- Consignes de travail
A - Restituez sans aucune modification le passage du texte sur le coup d'État de 2015 au Burkina Faso qui va de « Les Burkinabè connaissent » jusqu'à « suite judiciaire sérieuse. ».
B - Expliquez en une à trois phrases, d'après le texte sur le coup d'État de 2015 au Burkina Faso, pourquoi les Burkinabè ont enclenché « en toute conscience » la riposte populaire contre le coup d'État du 17 septembre 2015.

Les Burkinabè connaissent bien Gilbert Diendiéré pour son passé sombre et ses actes répétés d’intimidation contre les civils. Ils n’ont jamais digéré les assassinats de Thomas Sankara et ses camarades (1987), du journaliste Norbert Zongo (1998), et en 2014, du juge Salifou Nébié. Autant de forfaitures criminelles – ce ne sont pas les
seules… – non encore élucidées. Ils n’ont pas non plus oublié les crimes économiques portant sur plusieurs milliards révélés chaque année par l’Autorité
supérieure de contrôle d’État et qui accablent le clan Compaoré, ses ministres et directeurs généraux, mais ne connaissent aucune suite judiciaire sérieuse.

C’est donc en toute conscience que les Burkinabè ont enclenché la riposte
populaire contre le coup d’État du 17 septembre 2015. Ils se sont organisés sur tous les fronts. Comme l’a ironisé le journaliste Boureima Salouka, « même le muezzin de mon quartier était en résistance car il bravait le couvre-feu pour faire l’appel à la prière dès 4 heures le matin à la mosquée ». Et ils ont payé le prix fort : 15 morts et 114 blessés, selon un bilan fait à chaud par la Coordination des associations pour l’assistance et le secours populaire dont le Mouvement burkinabè des droits de l’homme et des peuples (MBDHP) est membre.

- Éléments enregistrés
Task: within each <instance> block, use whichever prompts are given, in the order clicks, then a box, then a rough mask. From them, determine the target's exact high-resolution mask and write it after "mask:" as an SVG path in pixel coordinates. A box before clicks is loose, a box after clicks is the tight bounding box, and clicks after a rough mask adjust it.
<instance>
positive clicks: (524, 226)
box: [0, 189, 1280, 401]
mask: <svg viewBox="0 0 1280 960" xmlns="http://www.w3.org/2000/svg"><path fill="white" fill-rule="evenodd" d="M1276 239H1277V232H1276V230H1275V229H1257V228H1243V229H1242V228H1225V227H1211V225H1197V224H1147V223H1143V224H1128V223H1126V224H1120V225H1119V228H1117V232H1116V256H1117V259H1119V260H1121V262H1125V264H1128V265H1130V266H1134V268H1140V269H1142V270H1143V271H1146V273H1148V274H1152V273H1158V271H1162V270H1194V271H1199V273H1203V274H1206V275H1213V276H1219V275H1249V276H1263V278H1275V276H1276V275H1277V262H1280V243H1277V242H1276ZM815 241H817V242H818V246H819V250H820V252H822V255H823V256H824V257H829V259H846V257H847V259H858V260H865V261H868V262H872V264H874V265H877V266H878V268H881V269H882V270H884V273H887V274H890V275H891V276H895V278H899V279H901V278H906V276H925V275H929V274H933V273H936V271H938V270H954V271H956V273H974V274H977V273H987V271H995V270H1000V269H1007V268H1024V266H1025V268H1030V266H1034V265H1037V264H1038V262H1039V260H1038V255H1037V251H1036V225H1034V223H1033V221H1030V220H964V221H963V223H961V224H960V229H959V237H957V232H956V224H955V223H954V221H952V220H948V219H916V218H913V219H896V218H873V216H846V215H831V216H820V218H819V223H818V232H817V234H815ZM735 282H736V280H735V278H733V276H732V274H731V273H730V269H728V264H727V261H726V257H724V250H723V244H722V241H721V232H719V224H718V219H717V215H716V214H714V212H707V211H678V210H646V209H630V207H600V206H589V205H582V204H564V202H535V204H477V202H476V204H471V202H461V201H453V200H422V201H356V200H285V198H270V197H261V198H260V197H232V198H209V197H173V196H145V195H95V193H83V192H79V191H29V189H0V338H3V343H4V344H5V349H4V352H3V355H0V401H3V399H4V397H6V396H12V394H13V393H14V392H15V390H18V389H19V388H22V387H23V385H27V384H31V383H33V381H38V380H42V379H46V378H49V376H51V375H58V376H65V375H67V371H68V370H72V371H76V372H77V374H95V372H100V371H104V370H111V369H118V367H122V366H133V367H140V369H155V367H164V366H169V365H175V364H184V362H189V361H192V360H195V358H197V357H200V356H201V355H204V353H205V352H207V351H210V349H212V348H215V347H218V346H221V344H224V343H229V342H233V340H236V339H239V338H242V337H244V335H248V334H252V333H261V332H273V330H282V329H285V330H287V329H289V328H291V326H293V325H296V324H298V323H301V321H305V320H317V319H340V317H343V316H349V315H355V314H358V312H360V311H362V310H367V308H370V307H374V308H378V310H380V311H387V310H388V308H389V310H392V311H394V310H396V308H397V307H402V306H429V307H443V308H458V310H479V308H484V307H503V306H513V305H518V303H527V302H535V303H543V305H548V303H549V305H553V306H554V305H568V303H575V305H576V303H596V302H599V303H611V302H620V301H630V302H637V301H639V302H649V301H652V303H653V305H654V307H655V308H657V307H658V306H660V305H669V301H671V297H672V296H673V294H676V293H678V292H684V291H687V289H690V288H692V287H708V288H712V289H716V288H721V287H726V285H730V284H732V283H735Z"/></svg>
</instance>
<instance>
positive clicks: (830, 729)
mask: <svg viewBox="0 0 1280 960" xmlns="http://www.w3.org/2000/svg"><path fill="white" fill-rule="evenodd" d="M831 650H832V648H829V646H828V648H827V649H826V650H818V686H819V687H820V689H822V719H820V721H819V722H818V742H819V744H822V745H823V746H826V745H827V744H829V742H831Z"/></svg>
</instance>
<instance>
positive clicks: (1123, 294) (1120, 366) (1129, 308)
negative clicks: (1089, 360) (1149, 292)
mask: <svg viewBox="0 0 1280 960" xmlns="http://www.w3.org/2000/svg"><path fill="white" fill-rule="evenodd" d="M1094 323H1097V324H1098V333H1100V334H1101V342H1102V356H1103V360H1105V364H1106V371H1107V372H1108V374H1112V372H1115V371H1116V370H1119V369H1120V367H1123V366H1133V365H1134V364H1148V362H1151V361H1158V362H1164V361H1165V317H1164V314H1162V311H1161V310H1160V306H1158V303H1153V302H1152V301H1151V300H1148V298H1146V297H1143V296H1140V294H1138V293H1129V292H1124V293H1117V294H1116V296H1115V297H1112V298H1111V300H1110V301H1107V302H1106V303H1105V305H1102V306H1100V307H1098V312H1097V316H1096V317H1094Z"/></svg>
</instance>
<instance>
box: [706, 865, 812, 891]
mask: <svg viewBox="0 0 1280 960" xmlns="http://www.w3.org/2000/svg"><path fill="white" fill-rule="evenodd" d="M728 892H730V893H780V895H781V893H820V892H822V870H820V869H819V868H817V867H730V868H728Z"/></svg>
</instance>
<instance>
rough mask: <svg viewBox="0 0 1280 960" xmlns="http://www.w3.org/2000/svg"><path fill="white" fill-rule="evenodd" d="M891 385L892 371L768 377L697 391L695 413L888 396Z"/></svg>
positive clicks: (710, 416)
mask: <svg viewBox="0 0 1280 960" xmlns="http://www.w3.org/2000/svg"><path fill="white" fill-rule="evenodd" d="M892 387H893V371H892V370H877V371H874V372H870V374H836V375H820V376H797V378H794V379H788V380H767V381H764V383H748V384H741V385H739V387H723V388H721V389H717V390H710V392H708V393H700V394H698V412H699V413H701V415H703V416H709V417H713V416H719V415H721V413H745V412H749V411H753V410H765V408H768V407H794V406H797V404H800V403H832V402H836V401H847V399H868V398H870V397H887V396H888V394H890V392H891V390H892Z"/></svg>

---

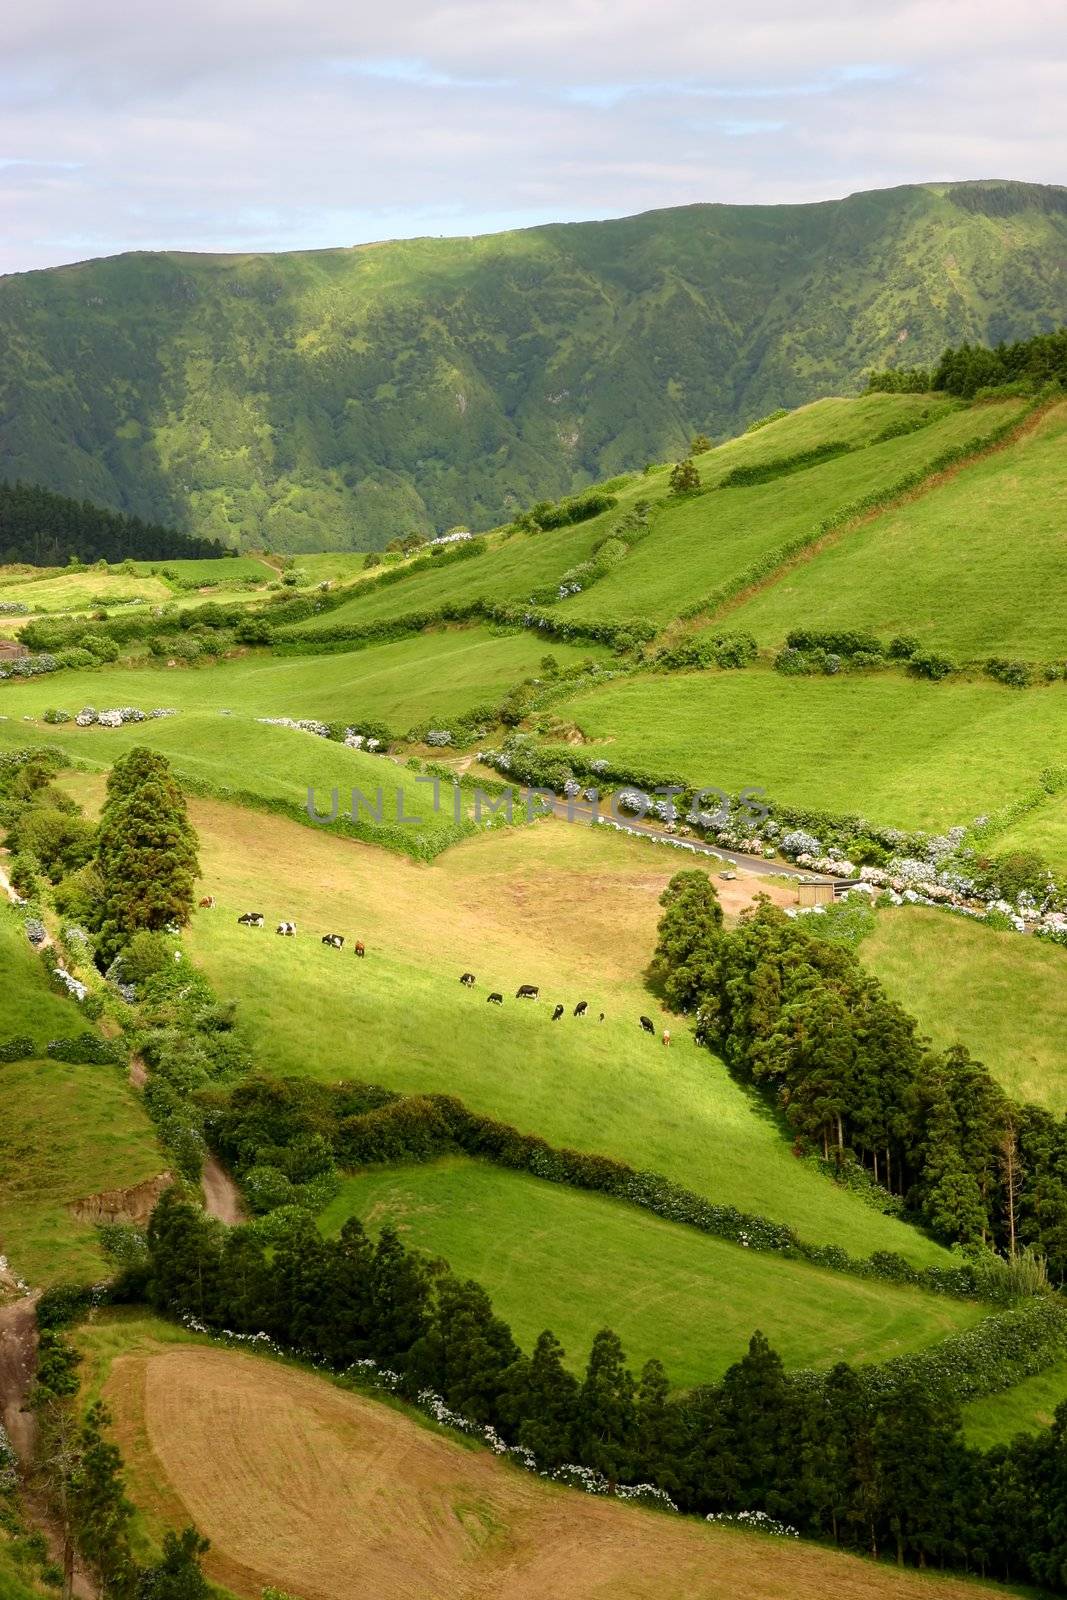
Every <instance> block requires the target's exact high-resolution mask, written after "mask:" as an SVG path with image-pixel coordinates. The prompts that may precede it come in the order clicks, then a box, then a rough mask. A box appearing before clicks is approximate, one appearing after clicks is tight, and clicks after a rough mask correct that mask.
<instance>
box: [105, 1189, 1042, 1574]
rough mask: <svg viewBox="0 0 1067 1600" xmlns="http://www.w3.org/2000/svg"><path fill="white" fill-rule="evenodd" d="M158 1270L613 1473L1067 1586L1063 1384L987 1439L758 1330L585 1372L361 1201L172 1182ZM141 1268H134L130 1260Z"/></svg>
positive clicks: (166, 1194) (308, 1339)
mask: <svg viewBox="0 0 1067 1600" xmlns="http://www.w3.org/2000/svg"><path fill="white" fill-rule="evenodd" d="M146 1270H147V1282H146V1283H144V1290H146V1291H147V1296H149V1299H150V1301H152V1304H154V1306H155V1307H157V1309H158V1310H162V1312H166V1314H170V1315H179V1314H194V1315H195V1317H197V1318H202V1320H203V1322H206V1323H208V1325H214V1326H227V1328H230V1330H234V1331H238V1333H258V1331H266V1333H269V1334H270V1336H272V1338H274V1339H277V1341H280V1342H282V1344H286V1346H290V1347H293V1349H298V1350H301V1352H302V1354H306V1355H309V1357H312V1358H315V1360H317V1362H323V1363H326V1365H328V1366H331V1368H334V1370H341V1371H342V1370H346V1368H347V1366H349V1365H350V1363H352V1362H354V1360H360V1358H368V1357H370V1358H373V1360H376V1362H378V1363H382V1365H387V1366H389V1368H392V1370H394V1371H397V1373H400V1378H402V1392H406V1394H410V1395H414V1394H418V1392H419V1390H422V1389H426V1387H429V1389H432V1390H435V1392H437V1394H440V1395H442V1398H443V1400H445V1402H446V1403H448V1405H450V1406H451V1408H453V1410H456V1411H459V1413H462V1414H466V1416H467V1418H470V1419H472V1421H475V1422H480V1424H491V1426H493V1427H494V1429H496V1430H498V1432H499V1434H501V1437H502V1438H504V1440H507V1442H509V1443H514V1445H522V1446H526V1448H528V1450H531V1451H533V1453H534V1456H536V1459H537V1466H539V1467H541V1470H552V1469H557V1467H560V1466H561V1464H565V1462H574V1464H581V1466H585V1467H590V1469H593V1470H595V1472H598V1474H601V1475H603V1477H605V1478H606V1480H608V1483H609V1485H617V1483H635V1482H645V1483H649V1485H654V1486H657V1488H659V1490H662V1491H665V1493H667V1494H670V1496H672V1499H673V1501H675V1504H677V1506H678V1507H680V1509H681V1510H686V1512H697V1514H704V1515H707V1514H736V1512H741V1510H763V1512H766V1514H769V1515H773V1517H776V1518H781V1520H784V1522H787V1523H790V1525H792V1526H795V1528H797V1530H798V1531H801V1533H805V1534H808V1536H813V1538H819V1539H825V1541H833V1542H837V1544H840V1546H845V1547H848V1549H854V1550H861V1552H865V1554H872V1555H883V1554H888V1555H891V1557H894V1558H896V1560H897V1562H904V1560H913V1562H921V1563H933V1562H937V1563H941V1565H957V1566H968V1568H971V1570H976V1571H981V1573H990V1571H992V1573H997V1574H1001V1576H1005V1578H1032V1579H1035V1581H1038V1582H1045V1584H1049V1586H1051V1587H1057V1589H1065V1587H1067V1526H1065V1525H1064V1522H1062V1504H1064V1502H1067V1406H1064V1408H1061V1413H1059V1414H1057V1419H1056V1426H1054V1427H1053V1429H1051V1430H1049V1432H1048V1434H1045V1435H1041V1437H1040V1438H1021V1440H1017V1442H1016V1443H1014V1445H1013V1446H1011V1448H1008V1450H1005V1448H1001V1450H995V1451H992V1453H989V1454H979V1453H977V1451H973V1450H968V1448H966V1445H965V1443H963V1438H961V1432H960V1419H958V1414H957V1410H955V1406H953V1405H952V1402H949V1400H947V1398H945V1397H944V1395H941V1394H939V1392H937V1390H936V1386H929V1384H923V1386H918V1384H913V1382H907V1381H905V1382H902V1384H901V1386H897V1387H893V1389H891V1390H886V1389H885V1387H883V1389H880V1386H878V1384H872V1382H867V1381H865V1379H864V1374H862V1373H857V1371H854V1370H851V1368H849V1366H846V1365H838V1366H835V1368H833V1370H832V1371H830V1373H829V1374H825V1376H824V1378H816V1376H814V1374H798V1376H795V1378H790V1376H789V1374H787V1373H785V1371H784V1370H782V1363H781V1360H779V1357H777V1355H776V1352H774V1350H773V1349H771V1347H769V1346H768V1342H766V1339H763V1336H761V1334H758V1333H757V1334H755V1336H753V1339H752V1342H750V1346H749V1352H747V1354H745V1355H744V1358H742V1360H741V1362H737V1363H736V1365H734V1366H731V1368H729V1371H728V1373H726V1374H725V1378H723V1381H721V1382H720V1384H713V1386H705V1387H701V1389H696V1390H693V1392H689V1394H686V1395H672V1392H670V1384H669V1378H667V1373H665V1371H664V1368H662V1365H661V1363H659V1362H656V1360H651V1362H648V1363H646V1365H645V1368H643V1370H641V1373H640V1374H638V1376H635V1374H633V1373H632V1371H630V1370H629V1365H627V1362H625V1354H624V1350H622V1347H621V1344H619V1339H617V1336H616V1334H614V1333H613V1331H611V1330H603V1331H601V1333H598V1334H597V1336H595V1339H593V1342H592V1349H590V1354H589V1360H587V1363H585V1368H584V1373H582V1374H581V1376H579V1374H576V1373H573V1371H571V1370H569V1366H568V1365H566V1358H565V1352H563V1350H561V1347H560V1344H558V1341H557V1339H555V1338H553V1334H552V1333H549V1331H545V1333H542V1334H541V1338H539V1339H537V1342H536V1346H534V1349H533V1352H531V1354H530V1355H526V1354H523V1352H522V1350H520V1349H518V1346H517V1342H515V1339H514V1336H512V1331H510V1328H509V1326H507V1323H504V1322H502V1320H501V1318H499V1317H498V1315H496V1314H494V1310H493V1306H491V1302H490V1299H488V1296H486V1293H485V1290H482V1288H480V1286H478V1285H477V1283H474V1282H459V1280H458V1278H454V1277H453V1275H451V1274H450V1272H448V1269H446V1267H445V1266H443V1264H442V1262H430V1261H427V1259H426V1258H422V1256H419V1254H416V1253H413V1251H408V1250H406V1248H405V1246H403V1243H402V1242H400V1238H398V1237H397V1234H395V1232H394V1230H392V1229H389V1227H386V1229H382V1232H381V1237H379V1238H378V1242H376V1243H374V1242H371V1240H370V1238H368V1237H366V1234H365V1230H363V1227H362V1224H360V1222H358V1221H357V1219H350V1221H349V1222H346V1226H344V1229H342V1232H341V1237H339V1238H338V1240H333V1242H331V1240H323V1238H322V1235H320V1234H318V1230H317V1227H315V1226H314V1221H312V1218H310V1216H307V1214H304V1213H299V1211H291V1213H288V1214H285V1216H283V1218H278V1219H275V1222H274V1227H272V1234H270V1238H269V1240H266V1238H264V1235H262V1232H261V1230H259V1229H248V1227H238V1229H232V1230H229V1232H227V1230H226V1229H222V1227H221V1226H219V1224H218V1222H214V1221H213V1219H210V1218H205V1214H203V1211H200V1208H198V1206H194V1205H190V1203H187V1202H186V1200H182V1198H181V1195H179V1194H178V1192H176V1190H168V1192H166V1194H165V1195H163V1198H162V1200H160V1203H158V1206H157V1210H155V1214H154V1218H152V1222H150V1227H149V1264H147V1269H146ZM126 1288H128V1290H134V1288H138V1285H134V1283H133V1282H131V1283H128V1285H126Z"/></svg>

- Solutions proposées
A -
Les Burkinabè connaissent bien Gilbert Diendiéré pour son passé sombre et ses actes répétés d’intimidation contre les civils. Ils n’ont jamais digéré les assassinats de Thomas Sankara et ses camarades (1987), du journaliste Norbert Zongo (1998), et en 2014, du juge Salifou Nébié. Autant de forfaitures criminelles – ce ne sont pas les
seules… – non encore élucidées. Ils n’ont pas non plus oublié les crimes économiques portant sur plusieurs milliards révélés chaque année par l’Autorité
supérieure de contrôle d’État et qui accablent le clan Compaoré, ses ministres et directeurs généraux, mais ne connaissent aucune suite judiciaire sérieuse.

B - Les Burkinabè connaissent bien le passé sombre de Gilbert Diendiéré et ses actes répétés d'intimidation contre les civils. Ils n'ont jamais digéré les assassinats de Thomas Sankara et de ses camarades, du journaliste Norbert Zongo et du juge Salifou Nébié, toujours non élucidés. Ils n'ont pas oublié non plus les crimes économiques de plusieurs milliards révélés chaque année par l'Autorité supérieure de contrôle d'État, qui accablent le clan Compaoré mais ne connaissent aucune suite judiciaire sérieuse.